[WHAT YOU ARE ASKED TO DO]
Can you write out again, word for word, everything from the line containing "Where can the black" down to the end of the records below?

++++ STORED ROWS

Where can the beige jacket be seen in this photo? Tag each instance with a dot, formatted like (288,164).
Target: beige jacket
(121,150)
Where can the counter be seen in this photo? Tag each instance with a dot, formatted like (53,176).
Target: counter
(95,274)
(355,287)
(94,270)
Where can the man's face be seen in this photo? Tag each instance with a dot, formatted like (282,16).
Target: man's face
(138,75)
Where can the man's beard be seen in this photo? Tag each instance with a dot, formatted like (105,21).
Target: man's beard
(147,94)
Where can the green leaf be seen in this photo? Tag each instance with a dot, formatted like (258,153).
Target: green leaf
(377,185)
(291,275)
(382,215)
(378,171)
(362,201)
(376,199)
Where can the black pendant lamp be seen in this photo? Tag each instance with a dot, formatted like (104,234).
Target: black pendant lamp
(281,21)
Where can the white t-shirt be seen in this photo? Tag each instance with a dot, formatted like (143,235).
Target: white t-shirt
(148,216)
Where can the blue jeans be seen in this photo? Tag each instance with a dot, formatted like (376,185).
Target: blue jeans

++++++++

[TASK RESULT]
Where can the black pendant lamp be seen in this photo? Tag each instance with a dot, formatted like (104,234).
Target: black pendant lamp
(281,21)
Where can the white t-shirt be seen in this photo? Tag each instance with a dot, formatted like (143,235).
Target: white t-shirt
(148,216)
Where can the blue jeans be seen in this photo? Tag each instance with a dot, formatted like (376,185).
Target: blue jeans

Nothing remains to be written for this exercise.